*GIVEN PASSAGE*:
::::::::::
QED Hydrogen Atom: Formulating and Solving Problem

[LayMuon]

I have a fairly straightforward question: how does one formulate the problem of hydrogen atom with quantum field theoretical treatment?

I understand that one can just take Uehling potential and find approximately the bound states' energies and wave functions, but it would not make electron field second quantized! So how to formulate and solve the problem with all fields involved (photonic and electron) second quantized?

Thanks.

 

[tom.stoer]

The usual approach is to split the field into a classical part solving the classical e.o.m. and a fluctuation

\phi = \phi_\text{class.} + \tilde{\phi}

Then 2nd quantization is applied to the fluctuation. Introducing creation and annihilation operators requires distorted waves, so you don't use a plane wave basis but solutions of the modified wave equation in the classical background.

Usually perturbation theory is used. It starts with the 2nd order b/c the 1st order vanishes due to the e.o.m. (this is due to the Euler-Lagrange eq. for the classical field). In addition matrix elements for 1st order terms vanish.

Now you can apply the standard mechanism, expand the Hamiltonian H or any other operator e.g. to 2nd order and calculate the corrections for the matrix elements

 

[LayMuon]

Thanks for the explanation. Might it be you can give me a reference?

 

[andrien]

bound states problem are somewhat conveniently treated using bethe-salpeter eqn.
http://en.wikipedia.org/wiki/Bethe%E2%80%93Salpeter_equation

 

[Bill_K]

bound states problem are somewhat conveniently treated using bethe-salpeter eqn.

The Bethe-Salpeter Equation is so inconvenient that even Bethe and Salpeter themselves do not use it.

 

[tom.stoer]

Thanks for the explanation. Might it be you can give me a reference?

As a starting point any QM II textbook with relativistic QM, introduction to field quantization and especially Lamb-shift calculation will do. I don't remember exactly, but I guess that Messiah, Cohen-Tannoudji or Bjorken and Drell will contain a chapter.

 

[Bill_K]

Messiah vol II gives an exact solution of the Dirac Equation for the hydrogen atom. Bjorken and Drell vol I gives a brief discussion of the Lamb shift in the first quantized framework, but they don't ever come back to it in vol II

The best treatment by far is in the ancient book "Theory of Photons and Electrons" by Jauch and Rohrlich, which devotes two full chapters to it - Theory of the External Field, including both scattering and bound states, followed by External Field Problems, which includes Coulomb scattering and Delbruck scattering, and a very detailed treatment of the Lamb Shift.
::::::::::
*DATA ROWS*:
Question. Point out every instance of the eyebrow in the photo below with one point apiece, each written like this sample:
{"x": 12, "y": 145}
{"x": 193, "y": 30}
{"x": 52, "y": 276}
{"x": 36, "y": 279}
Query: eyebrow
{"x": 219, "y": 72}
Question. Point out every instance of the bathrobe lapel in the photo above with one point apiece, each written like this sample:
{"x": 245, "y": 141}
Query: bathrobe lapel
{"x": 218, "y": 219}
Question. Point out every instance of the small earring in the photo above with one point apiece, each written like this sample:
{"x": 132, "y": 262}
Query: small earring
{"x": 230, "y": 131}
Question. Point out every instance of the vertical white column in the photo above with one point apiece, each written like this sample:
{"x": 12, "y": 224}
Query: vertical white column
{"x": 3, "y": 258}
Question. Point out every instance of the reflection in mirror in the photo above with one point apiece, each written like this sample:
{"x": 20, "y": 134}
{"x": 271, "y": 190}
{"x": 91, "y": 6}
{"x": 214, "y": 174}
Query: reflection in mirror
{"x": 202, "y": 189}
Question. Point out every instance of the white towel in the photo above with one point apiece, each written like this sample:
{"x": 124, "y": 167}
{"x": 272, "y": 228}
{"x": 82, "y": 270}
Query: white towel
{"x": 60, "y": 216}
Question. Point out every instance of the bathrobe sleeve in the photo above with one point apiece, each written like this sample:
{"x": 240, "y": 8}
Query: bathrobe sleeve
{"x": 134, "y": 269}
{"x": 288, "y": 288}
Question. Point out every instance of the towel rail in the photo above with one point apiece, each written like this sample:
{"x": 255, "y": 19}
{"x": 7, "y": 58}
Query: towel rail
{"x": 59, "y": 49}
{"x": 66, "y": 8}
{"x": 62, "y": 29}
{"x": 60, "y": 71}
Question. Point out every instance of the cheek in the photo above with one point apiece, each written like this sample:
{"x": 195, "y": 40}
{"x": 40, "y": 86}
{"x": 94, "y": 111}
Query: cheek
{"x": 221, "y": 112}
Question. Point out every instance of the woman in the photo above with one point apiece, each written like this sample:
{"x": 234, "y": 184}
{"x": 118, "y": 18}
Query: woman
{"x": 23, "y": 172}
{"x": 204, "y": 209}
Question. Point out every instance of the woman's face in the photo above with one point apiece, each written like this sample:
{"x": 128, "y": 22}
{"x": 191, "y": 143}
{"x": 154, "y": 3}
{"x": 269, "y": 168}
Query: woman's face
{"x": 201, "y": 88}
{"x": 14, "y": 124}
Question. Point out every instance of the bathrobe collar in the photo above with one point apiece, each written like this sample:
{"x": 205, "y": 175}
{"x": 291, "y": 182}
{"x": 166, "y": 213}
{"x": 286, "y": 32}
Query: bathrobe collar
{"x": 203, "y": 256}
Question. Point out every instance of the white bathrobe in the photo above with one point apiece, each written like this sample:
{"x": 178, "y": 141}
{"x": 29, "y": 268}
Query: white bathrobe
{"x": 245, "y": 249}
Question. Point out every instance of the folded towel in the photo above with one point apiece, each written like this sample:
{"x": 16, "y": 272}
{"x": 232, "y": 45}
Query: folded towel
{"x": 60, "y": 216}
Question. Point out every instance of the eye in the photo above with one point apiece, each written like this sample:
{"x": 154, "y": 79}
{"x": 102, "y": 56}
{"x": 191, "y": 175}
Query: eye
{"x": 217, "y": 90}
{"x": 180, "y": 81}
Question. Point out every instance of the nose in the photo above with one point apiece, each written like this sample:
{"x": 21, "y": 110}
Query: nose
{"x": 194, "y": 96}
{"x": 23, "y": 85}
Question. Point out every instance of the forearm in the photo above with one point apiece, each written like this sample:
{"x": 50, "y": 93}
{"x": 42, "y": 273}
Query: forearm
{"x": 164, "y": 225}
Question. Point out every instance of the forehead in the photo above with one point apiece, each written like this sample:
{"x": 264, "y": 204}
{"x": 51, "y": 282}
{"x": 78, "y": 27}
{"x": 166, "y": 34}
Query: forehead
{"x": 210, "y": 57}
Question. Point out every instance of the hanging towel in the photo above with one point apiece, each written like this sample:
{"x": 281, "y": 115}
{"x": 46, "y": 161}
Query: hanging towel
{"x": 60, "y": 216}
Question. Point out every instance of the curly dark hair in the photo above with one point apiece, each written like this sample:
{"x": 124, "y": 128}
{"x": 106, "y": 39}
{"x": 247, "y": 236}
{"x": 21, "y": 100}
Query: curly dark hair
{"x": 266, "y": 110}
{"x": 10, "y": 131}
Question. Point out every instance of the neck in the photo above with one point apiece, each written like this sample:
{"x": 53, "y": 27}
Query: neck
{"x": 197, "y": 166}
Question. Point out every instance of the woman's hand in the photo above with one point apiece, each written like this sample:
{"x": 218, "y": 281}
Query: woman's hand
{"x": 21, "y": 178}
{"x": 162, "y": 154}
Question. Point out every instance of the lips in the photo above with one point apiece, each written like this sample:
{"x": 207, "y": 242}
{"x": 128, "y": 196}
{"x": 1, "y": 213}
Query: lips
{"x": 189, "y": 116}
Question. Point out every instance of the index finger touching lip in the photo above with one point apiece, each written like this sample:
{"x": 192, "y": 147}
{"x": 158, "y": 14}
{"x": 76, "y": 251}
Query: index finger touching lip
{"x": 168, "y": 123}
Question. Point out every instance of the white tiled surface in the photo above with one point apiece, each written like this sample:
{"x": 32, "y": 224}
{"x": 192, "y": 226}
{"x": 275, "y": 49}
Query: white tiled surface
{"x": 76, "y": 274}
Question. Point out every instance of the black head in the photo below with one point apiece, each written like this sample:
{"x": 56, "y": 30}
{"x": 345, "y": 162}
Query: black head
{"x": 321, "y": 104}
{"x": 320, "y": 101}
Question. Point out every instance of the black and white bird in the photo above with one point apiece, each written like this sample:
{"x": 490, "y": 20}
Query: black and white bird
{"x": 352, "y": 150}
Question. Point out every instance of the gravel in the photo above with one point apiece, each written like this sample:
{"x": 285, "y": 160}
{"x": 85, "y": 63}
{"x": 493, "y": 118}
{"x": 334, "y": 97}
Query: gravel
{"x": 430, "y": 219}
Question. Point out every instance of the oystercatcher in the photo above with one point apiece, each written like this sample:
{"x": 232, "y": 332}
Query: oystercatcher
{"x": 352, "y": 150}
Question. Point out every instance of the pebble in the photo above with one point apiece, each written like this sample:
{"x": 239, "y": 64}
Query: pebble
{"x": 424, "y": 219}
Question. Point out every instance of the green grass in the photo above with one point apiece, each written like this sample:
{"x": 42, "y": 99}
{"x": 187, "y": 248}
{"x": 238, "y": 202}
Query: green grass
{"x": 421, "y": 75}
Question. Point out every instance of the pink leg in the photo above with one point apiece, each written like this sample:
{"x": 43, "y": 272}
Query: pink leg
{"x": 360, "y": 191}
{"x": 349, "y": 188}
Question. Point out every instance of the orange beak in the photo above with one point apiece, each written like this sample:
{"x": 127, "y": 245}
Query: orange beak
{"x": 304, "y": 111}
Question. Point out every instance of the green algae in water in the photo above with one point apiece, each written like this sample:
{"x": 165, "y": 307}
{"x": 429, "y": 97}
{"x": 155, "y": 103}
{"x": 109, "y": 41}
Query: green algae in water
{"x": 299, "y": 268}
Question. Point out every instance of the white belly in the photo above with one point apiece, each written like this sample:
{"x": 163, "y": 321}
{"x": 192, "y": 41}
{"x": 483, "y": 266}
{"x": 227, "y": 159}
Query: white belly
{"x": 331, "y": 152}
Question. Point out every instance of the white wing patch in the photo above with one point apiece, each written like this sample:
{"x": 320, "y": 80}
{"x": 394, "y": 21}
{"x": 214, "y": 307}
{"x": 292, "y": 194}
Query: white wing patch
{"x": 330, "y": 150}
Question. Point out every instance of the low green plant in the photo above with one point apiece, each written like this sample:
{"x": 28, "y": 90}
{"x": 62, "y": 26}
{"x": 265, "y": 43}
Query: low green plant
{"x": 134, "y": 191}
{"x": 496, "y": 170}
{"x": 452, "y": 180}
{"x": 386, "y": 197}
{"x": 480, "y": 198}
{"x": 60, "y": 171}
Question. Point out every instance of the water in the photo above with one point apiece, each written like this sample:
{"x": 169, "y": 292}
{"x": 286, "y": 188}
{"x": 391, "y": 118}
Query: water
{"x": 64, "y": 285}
::::::::::
*SHORT EXERCISE A*:
In the thread on the QED hydrogen atom, translate this sentence into Spanish: "The Bethe-Salpeter Equation is so inconvenient that even Bethe and Salpeter themselves do not use it."
*SHORT EXERCISE B*:
Recast the paragraph beginning "The best treatment by far" in the thread on the QED hydrogen atom as a short bulleted list that keeps its main facts.
*SHORT EXERCISE C*:
Pick up the thread on the QED hydrogen atom after its final post and write the next reply.

*EXERCISE RESULT A*:
La ecuación de Bethe-Salpeter es tan poco práctica que ni siquiera los propios Bethe y Salpeter la usan.

*EXERCISE RESULT B*:
- The best treatment is in the old book "Theory of Photons and Electrons" by Jauch and Rohrlich.
- It gives two full chapters to the subject:
  - Theory of the External Field, covering both scattering and bound states.
  - External Field Problems, covering Coulomb scattering, Delbruck scattering, and a very detailed treatment of the Lamb Shift.

*EXERCISE RESULT C*:
 

[LayMuon]

I will check the Jauch and Rohrlich's book.

I am wondering, can't we just expand the wave function operator in terms of hydrogen bound state eigenfunctions and take the emerging coefficients as new creation and annihilation operators, then redefine new commutations, propagators, etc, and then through wick theorem obtain contractions and everything else? Is there any book or article that went in this direction?

Thanks again for all your answers.

 

[tom.stoer]

Yes, you can do this as well, but keep in mind that especially for the Lamb-shift the task is different. It's not about a refinement in the fermionic sector but about a QFT treatment of the el.-mag. field. Here the starting point is not a solution of a Schrödinger-like problem with eigenstates b/c the field is not quantized at all. So you want to quantize it w/o having any eigenstates as a basis to start with.

Usually you do both: expand all fields using either the coupling constant alpha or hbar as small parameter and take all corrections up to a certain order into account. If you already have the solution of an e.o.m. to start with you will use it, of course.

 

[DrDu]

Maybe this article is interesting:
http://144.206.159.178/ft/849/206549/14434452.pdf

 

[andrien]

The Bethe-Salpeter Equation is so inconvenient that even Bethe and Salpeter themselves do not use it.

this is not true.The success of bethe salpeter was proved for positronium hyperfine splitting case for deriving the α⁵ corrections which includes two photon virtual annihilation.It is not treated in the book because it is rather advanced and very few treatments are done with it.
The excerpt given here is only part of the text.